# [TASK DIRECTIONS]
Reproduce the listing below word for word, from its first line through the line containing "[637,0,653,57]", including that line.

# [MATERIAL PROVIDED]
════════════════
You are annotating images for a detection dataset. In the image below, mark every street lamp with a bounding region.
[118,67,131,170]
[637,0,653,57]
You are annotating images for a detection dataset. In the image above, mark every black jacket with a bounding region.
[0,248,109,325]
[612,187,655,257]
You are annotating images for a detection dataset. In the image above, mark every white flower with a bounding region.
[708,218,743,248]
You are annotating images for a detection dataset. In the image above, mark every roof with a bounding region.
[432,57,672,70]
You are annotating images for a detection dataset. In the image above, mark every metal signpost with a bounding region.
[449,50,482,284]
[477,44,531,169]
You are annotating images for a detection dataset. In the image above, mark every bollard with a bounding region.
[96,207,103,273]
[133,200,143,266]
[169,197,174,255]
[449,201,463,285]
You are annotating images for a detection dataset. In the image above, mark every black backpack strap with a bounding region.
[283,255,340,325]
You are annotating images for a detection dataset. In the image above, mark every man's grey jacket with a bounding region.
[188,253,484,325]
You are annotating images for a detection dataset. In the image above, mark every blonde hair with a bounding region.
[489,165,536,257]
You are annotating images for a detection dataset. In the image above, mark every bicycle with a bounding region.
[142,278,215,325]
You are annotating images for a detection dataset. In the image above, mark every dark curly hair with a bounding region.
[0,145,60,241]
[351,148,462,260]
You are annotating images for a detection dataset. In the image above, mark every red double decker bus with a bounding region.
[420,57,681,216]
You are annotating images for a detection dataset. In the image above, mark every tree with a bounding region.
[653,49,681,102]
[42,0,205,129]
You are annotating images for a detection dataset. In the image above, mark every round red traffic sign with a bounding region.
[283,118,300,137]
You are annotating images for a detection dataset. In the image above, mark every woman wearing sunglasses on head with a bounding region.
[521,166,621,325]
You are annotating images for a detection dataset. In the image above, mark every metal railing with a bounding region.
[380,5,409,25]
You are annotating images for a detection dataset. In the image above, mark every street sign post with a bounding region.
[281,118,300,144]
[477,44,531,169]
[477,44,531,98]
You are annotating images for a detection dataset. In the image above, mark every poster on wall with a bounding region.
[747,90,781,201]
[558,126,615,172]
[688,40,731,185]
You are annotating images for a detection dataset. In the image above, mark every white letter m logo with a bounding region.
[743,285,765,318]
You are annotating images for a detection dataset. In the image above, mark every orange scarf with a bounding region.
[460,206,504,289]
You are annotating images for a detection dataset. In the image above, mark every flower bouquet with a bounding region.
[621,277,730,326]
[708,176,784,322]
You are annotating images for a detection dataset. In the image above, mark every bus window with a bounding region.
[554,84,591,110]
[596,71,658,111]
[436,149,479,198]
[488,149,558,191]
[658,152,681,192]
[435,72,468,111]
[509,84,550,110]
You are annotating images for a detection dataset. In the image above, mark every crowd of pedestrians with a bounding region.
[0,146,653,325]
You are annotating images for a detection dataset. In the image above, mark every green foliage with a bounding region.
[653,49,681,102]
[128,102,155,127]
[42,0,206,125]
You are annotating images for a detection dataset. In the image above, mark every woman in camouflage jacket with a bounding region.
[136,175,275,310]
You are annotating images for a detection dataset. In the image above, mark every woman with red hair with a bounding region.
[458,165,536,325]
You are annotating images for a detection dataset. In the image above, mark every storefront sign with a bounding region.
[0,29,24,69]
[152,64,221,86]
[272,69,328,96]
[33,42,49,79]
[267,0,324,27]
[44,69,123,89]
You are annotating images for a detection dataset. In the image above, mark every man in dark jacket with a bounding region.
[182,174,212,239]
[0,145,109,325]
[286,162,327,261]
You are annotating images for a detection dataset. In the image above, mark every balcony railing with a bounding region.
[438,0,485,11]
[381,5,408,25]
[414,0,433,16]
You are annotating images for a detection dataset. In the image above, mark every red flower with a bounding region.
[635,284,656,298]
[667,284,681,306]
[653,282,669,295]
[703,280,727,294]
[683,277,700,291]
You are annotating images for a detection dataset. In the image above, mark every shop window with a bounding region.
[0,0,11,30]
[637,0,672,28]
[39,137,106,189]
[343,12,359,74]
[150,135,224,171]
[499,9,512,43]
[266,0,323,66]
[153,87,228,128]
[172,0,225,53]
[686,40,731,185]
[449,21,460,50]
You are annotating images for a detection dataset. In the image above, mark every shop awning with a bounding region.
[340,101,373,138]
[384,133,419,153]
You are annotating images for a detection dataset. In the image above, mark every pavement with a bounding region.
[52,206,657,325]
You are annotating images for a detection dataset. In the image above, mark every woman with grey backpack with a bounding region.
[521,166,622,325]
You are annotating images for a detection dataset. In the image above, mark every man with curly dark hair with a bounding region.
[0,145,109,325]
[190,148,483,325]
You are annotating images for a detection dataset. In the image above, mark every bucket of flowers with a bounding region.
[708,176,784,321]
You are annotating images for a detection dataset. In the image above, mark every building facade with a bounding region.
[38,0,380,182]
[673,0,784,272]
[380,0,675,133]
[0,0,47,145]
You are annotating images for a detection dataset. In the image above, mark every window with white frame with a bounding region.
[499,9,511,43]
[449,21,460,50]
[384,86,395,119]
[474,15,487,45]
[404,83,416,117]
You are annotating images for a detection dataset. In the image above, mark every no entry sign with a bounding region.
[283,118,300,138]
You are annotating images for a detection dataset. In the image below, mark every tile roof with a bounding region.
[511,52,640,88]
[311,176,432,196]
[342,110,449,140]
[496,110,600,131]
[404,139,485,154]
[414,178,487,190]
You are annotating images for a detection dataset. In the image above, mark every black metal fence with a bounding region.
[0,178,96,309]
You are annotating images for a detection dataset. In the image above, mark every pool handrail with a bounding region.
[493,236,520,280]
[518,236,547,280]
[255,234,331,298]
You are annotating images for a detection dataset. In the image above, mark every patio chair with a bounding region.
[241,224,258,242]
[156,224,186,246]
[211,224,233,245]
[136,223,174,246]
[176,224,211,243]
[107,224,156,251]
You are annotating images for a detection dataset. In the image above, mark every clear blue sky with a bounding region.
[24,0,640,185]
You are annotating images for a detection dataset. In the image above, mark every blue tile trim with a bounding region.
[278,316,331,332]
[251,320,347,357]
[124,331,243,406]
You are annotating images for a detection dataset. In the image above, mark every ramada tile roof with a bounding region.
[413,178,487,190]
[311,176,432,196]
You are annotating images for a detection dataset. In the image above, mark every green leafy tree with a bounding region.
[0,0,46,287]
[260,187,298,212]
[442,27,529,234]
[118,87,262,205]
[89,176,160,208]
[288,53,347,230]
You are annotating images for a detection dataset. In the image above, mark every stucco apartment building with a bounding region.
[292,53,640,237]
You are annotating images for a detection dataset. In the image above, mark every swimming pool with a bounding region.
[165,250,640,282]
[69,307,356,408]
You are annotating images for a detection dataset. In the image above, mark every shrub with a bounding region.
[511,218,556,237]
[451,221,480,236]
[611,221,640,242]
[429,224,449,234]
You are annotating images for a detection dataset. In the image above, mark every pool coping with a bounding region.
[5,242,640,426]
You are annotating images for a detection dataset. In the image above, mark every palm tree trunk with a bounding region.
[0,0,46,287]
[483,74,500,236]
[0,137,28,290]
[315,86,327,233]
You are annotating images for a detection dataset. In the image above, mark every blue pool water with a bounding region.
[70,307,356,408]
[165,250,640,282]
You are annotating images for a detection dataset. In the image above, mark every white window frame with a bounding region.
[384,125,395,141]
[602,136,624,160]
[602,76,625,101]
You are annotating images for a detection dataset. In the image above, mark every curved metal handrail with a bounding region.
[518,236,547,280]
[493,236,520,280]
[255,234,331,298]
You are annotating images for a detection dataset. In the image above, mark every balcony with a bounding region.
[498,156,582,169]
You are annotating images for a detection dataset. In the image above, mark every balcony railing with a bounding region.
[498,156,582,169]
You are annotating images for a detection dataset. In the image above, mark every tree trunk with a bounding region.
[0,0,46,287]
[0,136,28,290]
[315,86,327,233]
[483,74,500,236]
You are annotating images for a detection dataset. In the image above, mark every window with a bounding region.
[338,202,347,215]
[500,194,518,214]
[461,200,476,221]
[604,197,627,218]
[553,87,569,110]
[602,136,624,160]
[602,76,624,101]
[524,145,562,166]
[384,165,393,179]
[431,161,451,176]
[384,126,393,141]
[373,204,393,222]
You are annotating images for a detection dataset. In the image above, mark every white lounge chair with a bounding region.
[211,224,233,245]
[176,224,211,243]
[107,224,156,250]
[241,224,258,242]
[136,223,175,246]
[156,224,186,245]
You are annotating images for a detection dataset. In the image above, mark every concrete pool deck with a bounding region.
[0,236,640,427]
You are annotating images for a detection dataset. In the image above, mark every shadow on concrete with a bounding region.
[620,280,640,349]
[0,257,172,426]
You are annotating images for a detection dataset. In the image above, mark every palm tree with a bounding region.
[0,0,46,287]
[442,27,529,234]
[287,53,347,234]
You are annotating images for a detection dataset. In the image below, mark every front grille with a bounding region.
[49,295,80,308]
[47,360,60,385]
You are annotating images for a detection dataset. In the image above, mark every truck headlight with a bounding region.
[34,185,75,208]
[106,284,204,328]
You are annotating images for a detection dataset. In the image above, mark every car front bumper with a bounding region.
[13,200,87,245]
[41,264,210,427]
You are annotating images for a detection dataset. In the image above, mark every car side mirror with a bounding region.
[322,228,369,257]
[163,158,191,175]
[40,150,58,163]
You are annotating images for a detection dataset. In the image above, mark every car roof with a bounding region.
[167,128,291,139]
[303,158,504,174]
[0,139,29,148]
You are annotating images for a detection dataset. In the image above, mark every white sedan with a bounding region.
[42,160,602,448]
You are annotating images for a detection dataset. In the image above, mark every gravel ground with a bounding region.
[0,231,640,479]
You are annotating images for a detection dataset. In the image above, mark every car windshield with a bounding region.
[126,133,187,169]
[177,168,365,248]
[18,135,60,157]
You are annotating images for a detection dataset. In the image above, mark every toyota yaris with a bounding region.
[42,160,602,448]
════════════════
# [FULL RESPONSE]
You are annotating images for a detection dataset. In the image below, mark every street lamp with a bounding region.
[118,67,131,170]
[637,0,653,57]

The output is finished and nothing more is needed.